**Task objective:** Reproduce every one of the rows below word for word, leaving nothing out.
----------------
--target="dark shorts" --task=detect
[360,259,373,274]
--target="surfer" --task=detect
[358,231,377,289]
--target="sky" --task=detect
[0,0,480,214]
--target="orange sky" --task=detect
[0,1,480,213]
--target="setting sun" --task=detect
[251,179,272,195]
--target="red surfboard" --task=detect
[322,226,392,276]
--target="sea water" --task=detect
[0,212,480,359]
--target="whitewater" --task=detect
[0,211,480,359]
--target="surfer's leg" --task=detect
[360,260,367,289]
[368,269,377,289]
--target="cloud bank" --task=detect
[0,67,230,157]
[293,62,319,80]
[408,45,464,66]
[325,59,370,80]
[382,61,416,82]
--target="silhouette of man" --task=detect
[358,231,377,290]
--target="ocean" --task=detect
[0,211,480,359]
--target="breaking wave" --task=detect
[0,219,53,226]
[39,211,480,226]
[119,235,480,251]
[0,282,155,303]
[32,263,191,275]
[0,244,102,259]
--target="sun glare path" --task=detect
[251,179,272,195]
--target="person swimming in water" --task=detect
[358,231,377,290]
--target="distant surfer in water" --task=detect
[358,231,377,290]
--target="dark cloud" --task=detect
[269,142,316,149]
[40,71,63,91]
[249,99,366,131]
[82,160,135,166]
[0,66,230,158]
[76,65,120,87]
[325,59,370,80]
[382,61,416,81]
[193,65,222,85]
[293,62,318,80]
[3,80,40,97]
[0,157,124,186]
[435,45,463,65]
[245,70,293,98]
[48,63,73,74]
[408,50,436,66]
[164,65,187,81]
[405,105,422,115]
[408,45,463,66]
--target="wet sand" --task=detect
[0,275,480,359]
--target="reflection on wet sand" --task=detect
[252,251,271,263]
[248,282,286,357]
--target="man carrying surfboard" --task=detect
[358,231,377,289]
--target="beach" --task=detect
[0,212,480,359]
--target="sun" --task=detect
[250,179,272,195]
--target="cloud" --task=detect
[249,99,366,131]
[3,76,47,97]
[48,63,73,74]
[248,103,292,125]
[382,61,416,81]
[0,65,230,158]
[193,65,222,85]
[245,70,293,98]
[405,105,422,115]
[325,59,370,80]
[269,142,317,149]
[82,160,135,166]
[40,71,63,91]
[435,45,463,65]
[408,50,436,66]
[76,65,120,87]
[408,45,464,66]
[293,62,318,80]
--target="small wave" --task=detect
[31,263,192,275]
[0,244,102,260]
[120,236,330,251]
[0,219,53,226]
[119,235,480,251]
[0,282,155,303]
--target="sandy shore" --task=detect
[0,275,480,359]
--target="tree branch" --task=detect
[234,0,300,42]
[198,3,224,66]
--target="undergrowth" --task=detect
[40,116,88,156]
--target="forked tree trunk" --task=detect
----------------
**Exercise result:**
--target="dark shorts" --task=detect
[360,259,373,274]
--target="surfer" --task=detect
[358,231,377,289]
--target="sky" --task=detect
[0,0,480,214]
--target="orange sky" --task=detect
[0,1,480,213]
--target="setting sun" --task=detect
[251,179,272,195]
--target="red surfboard" --task=detect
[322,226,392,276]
--target="sea water" --task=detect
[0,212,480,359]
--target="whitewater" --task=detect
[0,211,480,359]
--target="surfer's leg" --task=detect
[360,260,367,289]
[368,269,377,289]
--target="cloud bank" --task=detect
[0,67,230,157]
[293,62,319,80]
[408,45,464,66]
[325,59,370,80]
[382,61,416,82]
--target="silhouette of man" --task=detect
[358,231,377,290]
--target="ocean" --task=detect
[0,211,480,359]
--target="breaking wave" --task=detect
[0,219,53,226]
[39,211,480,226]
[119,235,480,251]
[0,282,155,303]
[32,263,191,275]
[0,244,102,259]
--target="sun glare path" --task=detect
[251,179,272,195]
--target="person swimming in water" --task=detect
[358,231,377,290]
--target="distant surfer in water" --task=detect
[358,231,377,290]
--target="dark cloud" --task=detect
[269,142,316,149]
[40,71,63,91]
[249,99,366,131]
[82,160,135,166]
[0,66,230,158]
[76,65,120,87]
[325,59,370,80]
[382,61,416,81]
[193,65,222,85]
[293,62,318,80]
[3,80,40,97]
[0,157,124,186]
[435,45,463,65]
[245,70,293,98]
[48,63,73,74]
[408,50,436,66]
[164,65,187,81]
[405,105,422,115]
[408,45,463,66]
--target="wet sand" --task=detect
[0,275,480,359]
--target="reflection on wet sand" --task=detect
[252,251,271,263]
[248,282,286,357]
--target="man carrying surfboard" --task=detect
[358,231,377,289]
--target="beach" --task=detect
[0,212,480,359]
--target="sun" --task=detect
[250,179,272,195]
--target="cloud" --task=detect
[249,99,366,131]
[3,76,47,97]
[48,63,73,74]
[248,103,292,125]
[382,61,416,81]
[0,65,230,158]
[193,65,222,85]
[245,70,293,98]
[405,105,422,115]
[325,59,370,80]
[269,142,317,149]
[82,160,135,166]
[40,71,63,91]
[435,45,463,65]
[408,50,436,66]
[76,65,120,87]
[408,45,464,66]
[293,62,318,80]
--target="small wave" --task=detect
[31,263,192,275]
[0,244,102,260]
[120,236,330,251]
[0,219,53,226]
[119,235,480,251]
[0,282,155,303]
--target="sandy shore" --task=detect
[0,275,480,359]
--target="tree branch" --task=detect
[234,0,300,42]
[198,3,224,66]
--target="undergrowth" --task=detect
[40,116,88,156]
--target="forked tree trunk" --task=detect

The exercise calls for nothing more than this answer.